(Annotation dataset entries)
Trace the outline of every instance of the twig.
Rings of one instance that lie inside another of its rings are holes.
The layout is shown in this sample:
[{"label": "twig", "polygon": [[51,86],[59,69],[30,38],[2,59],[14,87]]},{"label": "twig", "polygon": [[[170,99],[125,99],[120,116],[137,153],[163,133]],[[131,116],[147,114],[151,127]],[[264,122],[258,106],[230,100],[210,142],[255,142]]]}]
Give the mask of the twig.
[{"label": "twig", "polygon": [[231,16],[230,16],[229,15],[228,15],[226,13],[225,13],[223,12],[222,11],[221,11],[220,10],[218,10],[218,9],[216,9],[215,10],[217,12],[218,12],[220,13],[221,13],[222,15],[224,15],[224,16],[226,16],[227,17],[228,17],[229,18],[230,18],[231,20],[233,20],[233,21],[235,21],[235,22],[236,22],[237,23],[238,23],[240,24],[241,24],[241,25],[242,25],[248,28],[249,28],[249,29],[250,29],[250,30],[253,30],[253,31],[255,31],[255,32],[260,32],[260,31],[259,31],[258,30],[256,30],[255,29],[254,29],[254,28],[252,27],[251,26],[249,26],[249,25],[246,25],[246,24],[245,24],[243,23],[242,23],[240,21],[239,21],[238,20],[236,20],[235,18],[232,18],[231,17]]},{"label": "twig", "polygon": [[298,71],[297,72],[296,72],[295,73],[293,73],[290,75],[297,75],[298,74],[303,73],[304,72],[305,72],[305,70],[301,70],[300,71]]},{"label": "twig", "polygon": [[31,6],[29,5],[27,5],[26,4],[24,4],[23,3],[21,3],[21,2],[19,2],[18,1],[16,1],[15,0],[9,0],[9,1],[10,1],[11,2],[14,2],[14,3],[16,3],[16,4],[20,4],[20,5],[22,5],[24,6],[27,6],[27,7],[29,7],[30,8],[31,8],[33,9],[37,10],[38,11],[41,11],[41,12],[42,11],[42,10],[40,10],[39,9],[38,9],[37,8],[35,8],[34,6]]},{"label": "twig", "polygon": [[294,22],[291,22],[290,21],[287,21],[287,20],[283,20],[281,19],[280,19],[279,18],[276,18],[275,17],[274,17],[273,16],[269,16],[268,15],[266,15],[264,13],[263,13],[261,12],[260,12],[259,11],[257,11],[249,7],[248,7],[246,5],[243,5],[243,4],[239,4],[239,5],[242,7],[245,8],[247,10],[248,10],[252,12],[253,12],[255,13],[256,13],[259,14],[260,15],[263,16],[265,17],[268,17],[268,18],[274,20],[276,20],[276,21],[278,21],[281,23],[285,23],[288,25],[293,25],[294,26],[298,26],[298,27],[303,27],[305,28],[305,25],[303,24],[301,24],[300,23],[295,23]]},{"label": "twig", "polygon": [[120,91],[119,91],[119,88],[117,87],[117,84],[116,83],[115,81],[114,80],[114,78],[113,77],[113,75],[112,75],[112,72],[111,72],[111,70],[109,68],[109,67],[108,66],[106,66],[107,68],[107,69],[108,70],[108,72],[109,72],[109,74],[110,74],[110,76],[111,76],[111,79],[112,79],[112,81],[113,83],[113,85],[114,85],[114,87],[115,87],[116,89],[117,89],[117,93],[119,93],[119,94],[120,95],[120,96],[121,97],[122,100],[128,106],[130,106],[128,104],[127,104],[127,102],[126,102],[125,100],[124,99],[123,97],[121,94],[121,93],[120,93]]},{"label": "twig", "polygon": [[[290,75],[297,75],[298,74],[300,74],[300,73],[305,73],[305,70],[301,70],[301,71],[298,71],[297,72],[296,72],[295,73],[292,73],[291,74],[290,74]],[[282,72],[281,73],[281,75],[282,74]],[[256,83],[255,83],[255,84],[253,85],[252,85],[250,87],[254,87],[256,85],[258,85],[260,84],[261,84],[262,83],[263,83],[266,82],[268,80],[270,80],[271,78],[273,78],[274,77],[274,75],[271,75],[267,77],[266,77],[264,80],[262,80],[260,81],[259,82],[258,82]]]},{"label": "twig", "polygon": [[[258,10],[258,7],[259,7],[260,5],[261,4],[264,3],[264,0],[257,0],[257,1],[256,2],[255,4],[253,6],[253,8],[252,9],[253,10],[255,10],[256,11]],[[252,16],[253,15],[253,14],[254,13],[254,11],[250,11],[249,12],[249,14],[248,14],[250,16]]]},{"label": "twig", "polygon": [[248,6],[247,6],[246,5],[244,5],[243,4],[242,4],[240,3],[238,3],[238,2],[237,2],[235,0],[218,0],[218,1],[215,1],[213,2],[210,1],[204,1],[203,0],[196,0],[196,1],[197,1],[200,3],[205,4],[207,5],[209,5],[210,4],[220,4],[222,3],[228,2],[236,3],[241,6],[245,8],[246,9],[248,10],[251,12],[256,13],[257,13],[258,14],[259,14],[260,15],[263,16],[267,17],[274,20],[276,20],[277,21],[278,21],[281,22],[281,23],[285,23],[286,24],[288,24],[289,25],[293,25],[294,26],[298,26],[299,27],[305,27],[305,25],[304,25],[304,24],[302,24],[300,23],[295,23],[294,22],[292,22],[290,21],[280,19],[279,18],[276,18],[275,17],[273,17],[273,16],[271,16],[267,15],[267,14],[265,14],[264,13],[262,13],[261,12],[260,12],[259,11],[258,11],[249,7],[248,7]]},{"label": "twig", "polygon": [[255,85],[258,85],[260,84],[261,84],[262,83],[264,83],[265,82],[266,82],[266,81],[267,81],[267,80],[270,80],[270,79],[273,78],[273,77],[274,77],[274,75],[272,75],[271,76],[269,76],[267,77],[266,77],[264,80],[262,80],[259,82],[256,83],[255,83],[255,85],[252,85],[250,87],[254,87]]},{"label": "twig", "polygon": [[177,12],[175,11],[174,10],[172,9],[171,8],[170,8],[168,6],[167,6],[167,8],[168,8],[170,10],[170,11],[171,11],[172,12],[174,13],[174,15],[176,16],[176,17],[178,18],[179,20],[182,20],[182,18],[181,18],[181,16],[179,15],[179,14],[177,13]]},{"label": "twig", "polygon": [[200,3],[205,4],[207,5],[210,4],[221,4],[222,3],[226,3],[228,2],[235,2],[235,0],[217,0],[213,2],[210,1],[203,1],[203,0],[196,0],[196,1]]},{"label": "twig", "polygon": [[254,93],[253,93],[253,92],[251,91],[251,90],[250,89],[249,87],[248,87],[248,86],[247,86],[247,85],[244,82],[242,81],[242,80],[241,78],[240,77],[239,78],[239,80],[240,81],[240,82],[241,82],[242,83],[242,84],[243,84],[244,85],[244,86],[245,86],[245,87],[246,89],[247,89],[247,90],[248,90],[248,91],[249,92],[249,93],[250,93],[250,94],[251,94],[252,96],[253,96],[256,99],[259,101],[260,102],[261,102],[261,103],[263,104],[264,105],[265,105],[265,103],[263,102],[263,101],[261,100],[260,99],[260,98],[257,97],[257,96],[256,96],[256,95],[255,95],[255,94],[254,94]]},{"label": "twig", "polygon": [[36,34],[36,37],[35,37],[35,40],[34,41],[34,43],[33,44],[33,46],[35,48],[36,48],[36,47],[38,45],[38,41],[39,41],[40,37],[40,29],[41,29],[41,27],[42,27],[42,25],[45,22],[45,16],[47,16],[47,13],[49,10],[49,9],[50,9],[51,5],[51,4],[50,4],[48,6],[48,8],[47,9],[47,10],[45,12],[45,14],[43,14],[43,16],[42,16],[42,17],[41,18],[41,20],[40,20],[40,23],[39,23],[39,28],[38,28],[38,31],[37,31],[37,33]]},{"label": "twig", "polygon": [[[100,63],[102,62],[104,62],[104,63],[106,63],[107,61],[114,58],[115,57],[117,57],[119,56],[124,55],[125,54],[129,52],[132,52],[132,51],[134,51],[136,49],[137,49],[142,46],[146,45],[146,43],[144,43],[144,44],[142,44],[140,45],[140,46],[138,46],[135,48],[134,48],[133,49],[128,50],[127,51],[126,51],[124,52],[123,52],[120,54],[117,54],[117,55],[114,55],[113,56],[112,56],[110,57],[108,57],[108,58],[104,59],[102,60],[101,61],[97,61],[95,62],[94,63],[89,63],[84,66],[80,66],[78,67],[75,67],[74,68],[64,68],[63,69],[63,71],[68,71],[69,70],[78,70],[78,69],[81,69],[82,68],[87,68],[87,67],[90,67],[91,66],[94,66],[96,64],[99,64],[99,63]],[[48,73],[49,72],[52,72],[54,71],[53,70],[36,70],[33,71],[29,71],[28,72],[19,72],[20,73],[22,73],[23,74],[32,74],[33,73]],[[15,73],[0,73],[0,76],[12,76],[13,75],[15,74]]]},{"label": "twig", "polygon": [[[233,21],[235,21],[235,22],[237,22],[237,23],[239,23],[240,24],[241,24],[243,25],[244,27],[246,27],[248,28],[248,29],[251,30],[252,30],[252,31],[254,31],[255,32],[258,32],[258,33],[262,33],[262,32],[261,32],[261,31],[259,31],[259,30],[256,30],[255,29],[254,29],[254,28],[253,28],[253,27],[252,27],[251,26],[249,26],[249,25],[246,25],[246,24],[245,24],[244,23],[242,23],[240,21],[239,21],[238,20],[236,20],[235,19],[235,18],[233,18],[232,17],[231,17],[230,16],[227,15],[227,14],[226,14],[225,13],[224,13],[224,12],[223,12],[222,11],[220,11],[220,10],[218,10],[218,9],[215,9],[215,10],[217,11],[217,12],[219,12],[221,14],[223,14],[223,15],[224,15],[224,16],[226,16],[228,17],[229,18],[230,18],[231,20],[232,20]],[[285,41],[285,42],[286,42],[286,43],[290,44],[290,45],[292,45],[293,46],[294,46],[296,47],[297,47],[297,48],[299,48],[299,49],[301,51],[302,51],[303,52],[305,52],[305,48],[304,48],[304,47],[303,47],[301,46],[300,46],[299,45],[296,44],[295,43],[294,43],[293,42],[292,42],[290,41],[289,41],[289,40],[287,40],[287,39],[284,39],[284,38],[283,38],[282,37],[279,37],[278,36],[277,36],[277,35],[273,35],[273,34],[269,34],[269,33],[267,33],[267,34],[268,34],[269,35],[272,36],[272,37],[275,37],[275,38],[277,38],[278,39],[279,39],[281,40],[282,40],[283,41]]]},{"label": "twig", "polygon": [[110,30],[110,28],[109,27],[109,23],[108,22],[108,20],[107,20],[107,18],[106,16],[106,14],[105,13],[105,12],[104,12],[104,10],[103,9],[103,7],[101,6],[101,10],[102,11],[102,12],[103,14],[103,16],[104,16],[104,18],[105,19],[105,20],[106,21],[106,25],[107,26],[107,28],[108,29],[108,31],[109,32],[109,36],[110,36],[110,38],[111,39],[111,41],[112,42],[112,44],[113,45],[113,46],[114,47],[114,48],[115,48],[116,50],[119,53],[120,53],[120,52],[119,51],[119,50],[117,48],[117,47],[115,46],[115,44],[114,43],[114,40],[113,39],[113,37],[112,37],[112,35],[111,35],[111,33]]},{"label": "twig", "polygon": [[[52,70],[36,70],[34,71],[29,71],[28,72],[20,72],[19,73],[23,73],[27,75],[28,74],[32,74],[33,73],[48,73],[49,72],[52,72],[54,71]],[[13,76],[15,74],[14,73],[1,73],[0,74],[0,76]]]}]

* Objective *
Revise the rows from the beginning through the line containing "Give the mask of the twig." so that "instance" becomes "object", with all other text left unchanged.

* Task solution *
Trace the outline of every object of the twig.
Rings of one object that lie inside another of its rings are holes.
The layout is shown in this sample:
[{"label": "twig", "polygon": [[51,86],[59,69],[30,38],[2,59],[14,87]]},{"label": "twig", "polygon": [[[170,99],[125,99],[120,116],[137,153],[163,133]],[[131,116],[147,114],[151,127]],[[264,122],[258,106],[230,100],[210,142],[255,142]]]}]
Give the mask of the twig.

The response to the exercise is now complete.